- PROVIDED MATERIAL:

╭──

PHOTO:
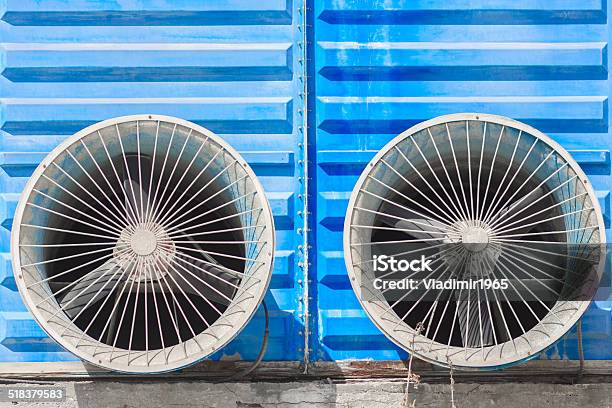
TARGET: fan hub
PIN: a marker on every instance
(143, 242)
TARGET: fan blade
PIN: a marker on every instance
(519, 206)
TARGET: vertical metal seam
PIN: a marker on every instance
(305, 186)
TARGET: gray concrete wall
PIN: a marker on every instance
(324, 394)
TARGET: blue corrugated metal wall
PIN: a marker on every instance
(235, 67)
(381, 66)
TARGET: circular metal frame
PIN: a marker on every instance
(238, 313)
(410, 337)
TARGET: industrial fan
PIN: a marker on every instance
(143, 244)
(510, 225)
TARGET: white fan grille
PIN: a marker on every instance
(143, 243)
(481, 197)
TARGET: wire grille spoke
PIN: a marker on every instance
(144, 244)
(486, 202)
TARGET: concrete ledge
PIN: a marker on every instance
(538, 371)
(327, 394)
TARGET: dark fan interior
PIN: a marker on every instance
(183, 309)
(441, 322)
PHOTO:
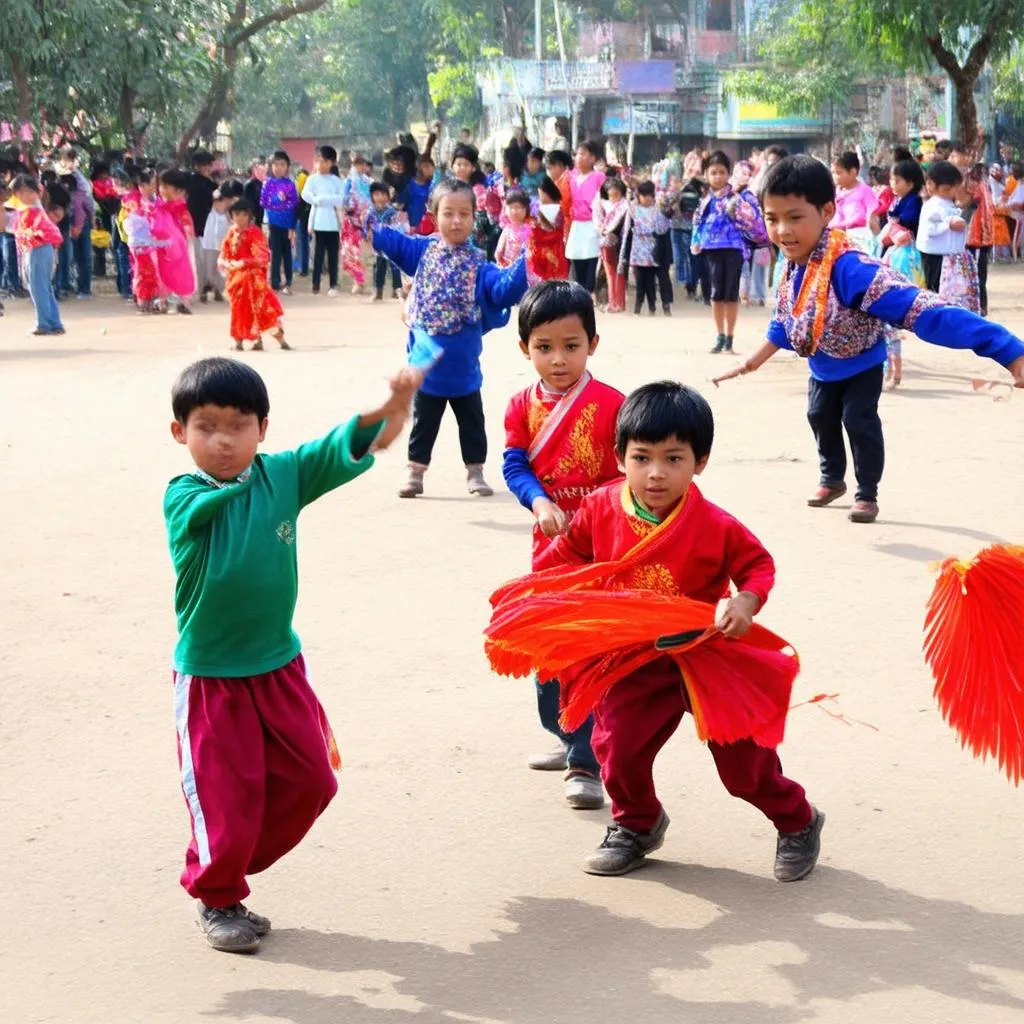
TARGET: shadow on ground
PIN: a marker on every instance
(772, 951)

╰──

- BRIEF: Copy out all of the material above line for line, without the pictures.

- SOLUTION TO THIS PROBLEM:
PHOTO:
TARGET: fan hub
PIN: a marker on every instance
(143, 242)
TARGET: fan blade
PIN: a marker on every instance
(519, 206)
TARGET: vertical metal seam
PIN: a marker on every instance
(305, 186)
TARGET: gray concrete wall
PIN: a marker on every instance
(324, 394)
TARGET: blue corrugated metal wall
PIN: a marker on every instance
(235, 67)
(381, 66)
TARGET: circular metal frame
PIN: a marker on every instance
(238, 313)
(410, 337)
TARGET: industrial fan
PIN: a marker on every instance
(143, 244)
(510, 225)
TARGET: white fan grille
PIN: a marker on every instance
(143, 243)
(481, 197)
TARGET: wire grille spoke
PIN: a marker on every instance
(144, 244)
(486, 202)
TARGET: concrete ledge
PIN: a marker on every instance
(538, 371)
(327, 394)
TARGET: dark fan interior
PIN: a marker on every instance
(183, 309)
(441, 322)
PHOTO:
TARGET: shadow on ground
PIN: a marker on every instance
(772, 951)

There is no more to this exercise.